(DATA IN THIS EXERCISE Opens)

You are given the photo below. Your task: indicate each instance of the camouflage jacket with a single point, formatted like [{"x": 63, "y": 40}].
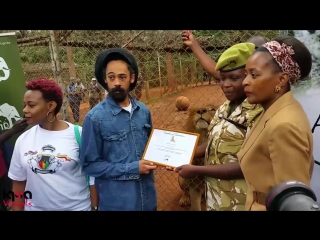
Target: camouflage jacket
[{"x": 224, "y": 141}]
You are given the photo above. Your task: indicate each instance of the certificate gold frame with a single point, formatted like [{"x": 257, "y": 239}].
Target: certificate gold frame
[{"x": 172, "y": 131}]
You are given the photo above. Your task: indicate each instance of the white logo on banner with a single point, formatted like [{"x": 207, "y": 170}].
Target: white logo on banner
[{"x": 4, "y": 70}]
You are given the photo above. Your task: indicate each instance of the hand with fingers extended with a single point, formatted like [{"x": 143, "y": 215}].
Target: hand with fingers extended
[
  {"x": 188, "y": 38},
  {"x": 169, "y": 168},
  {"x": 145, "y": 167}
]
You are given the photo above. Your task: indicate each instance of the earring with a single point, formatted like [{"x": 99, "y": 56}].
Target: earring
[
  {"x": 54, "y": 117},
  {"x": 277, "y": 89}
]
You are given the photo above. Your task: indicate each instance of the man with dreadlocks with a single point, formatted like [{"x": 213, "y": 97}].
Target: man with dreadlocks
[{"x": 115, "y": 134}]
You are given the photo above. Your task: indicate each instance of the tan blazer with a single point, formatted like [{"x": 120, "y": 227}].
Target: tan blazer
[{"x": 278, "y": 148}]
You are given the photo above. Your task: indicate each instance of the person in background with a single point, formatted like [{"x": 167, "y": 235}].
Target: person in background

(DATA IN THIS EXERCISE Closes)

• **TASK PROMPT**
What is needed is an exact printout of all the entries, without the pictures.

• **SOLUTION**
You are given the photo below. Your task: indicate each instance of the camouflage jacket with a single point, formatted like [{"x": 63, "y": 40}].
Target: camouflage jacket
[{"x": 224, "y": 141}]
You are given the photo above. Your task: indicate each instance of the certificate gold frame with a single point, formatted like [{"x": 257, "y": 239}].
Target: certificate gold frame
[{"x": 172, "y": 131}]
You are given the photo above. Your task: indicate each instance of the white logo on banner with a single point, formatted like [{"x": 207, "y": 170}].
Target: white logo on banner
[{"x": 4, "y": 70}]
You are given the photo above. Your task: indicate each instance of the hand with fingers extended with a single point, formatted like [{"x": 143, "y": 215}].
Target: hand with fingers extended
[
  {"x": 188, "y": 38},
  {"x": 169, "y": 168},
  {"x": 145, "y": 167}
]
You are given the photo above. Your task: indicate each instance of the earring with a single point, formatted like [{"x": 99, "y": 56}].
Target: earring
[
  {"x": 54, "y": 117},
  {"x": 277, "y": 89}
]
You are given the photo above. Your task: indicate each instance of the man with dreadlocks with a single point, formatted like [{"x": 213, "y": 97}].
Target: man with dreadlocks
[{"x": 115, "y": 134}]
You are given the photo above. Your task: indicate each instance of the tan blazer with a single point, formatted like [{"x": 120, "y": 227}].
Target: tan blazer
[{"x": 278, "y": 148}]
You are given the photo above. Your task: indicate each instance of the person in background with a single point, formatted like [{"x": 167, "y": 235}].
Target: person in background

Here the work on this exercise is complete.